> **WORK REQUIRED**
Please retype the records below exactly as they appear, but leave out the pictures.

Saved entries

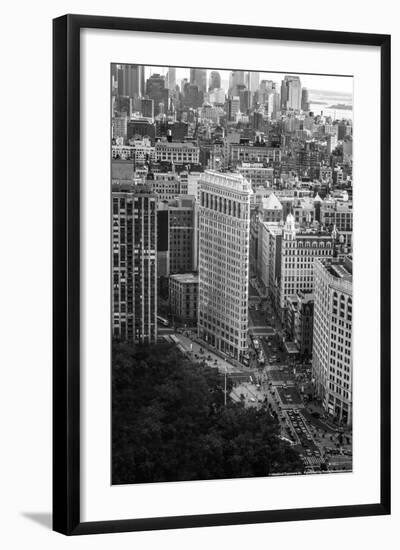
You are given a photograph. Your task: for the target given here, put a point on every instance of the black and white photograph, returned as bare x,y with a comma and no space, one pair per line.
232,297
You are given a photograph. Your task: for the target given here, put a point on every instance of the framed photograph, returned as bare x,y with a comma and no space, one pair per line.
221,274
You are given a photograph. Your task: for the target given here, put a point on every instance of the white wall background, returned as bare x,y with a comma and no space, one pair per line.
26,204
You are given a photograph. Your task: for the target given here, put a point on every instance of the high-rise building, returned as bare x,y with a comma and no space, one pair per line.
130,80
224,231
236,78
147,108
120,127
134,241
177,152
332,342
291,93
290,252
171,78
198,77
299,321
177,248
215,81
233,107
156,90
305,101
253,81
183,296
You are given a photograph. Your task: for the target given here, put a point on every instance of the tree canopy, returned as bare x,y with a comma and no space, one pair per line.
169,423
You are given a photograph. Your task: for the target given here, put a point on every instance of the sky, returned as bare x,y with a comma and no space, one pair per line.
334,84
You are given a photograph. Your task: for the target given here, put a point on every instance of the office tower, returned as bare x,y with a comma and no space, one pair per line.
233,107
244,99
224,231
140,128
217,96
147,108
130,80
177,236
300,320
253,81
236,78
156,90
290,253
332,345
198,77
177,152
134,240
192,96
305,101
256,173
171,78
183,296
291,93
215,81
120,127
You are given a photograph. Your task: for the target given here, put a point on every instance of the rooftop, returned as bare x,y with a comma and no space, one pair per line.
185,278
230,180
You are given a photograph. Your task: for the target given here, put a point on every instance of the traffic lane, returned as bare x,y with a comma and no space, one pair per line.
201,353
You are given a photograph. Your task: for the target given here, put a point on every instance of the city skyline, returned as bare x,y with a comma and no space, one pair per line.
232,274
318,83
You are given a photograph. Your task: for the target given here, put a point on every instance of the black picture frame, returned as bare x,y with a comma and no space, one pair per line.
66,273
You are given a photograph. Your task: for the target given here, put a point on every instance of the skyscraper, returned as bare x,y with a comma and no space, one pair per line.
199,78
134,241
215,80
236,78
291,93
130,80
156,90
305,101
224,233
332,344
170,81
253,81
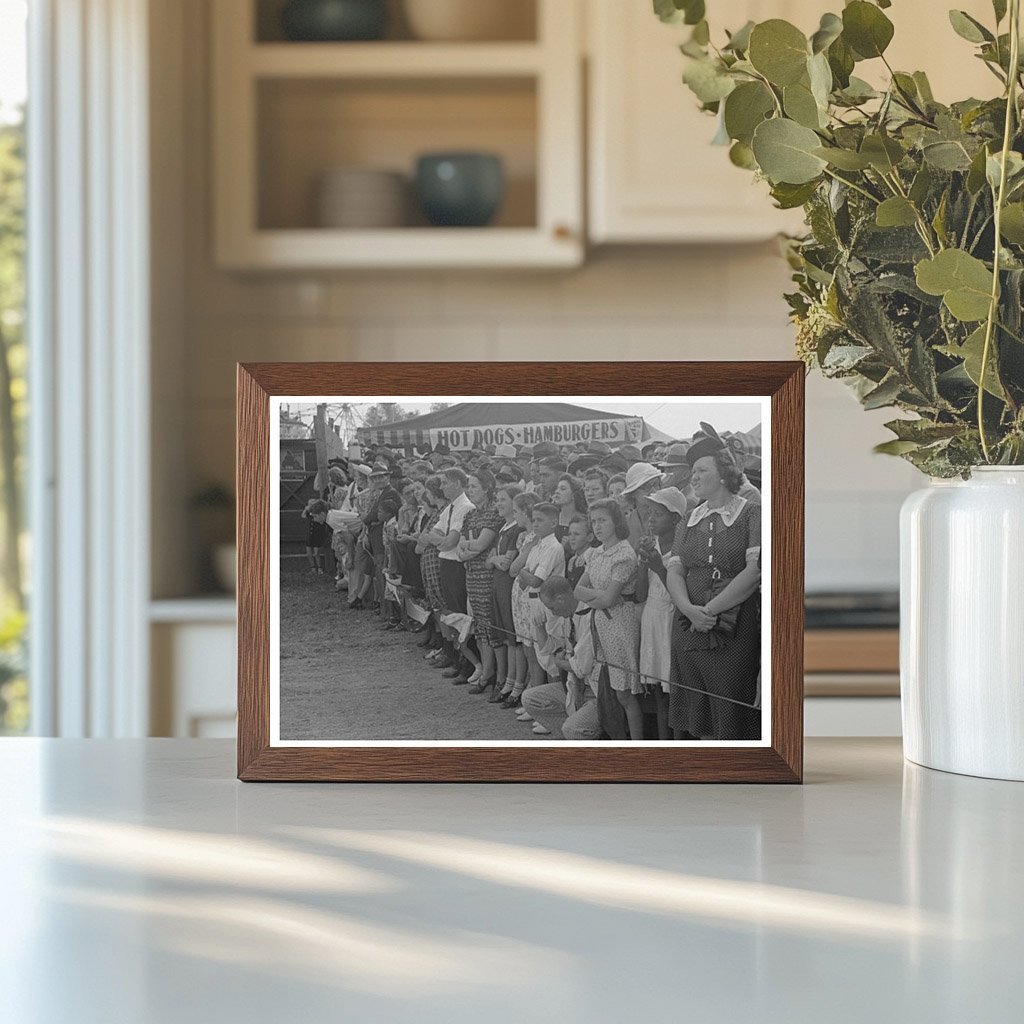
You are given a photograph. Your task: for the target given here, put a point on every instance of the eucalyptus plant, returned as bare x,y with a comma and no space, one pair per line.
910,278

> **TASK RESPONSE**
You are given a photograph. Your task: for the target given here, put a point on every instance of the black and white photograph, returned as bare x,y with a comma and no space, one pair per line.
232,297
You are given a photograph. Your task: for the target given here, put a point on every instance of the framed photograph, returned as bare x,y with a comma and no space, one pair per line.
221,274
You are given a photograph. Your task: for the target given here, put a point on every instance of the white wall background, returned as bare x,y with a comma and no space, one pair per line.
26,204
You are given a photograph. Your task: for the target given here, put a point on every instance of the high-rise building, returned as bare x,y with a comma and no space, one pair per line.
130,80
224,231
236,78
147,108
120,127
134,241
177,152
332,342
291,93
290,252
171,78
198,77
299,321
177,248
215,81
233,107
156,90
305,101
253,81
183,296
You are given a photograph. Your task: for the target given here, put a point on every instance of the tree canopy, returned as bare x,y with a comma and no space, one pair per line.
169,423
You are given a photograph. Your task: for the target given here, put a point on every instance of the sky, returned as bare x,y with a comma and no space, one pair per line.
334,84
You are given a photograph. Your task: for the target given here, put a point on every instance of the office tower, returned as bare x,y with a comma and no space, one pair per line.
233,107
244,99
224,231
140,128
217,96
147,108
130,80
177,236
300,320
253,81
236,78
156,90
290,253
332,345
198,77
177,152
134,240
192,96
305,101
256,173
171,78
183,296
291,93
215,81
120,127
You are given a photograph. Your task: for the target given here, put a point on every instance of the rooftop, returned as bare x,y with a comma and no space, one pair per line.
185,278
230,180
You are given a photograph. Your task: for the target given here, put a point on every instance of the traffic lane, returned as bare x,y with a comma and no space, one pair per line.
201,353
You are given a photograph. Your task: for the target given here, put a point on every instance of the city skyline, returned as bare x,y with a comma and no space, one pair per line.
232,274
318,83
You are given a photograph. Your task: for the target given here, put a point on every instance of the black picture frame, returned as bare x,y with a comma and no space, one pair per line.
66,273
You are given a photograph. Your task: for the target given here, put a point on every instance of the skyscraper, returned as bare x,y with a comma and no space, one pair per line.
199,78
134,241
215,80
236,78
291,93
130,80
156,90
305,101
224,233
332,344
170,81
253,81
You are given a photograph. Your task: for the target given here, put a point on every instance of the eucalyptus plant, returned as bare x,y with a comma and no space, one pair per line.
910,278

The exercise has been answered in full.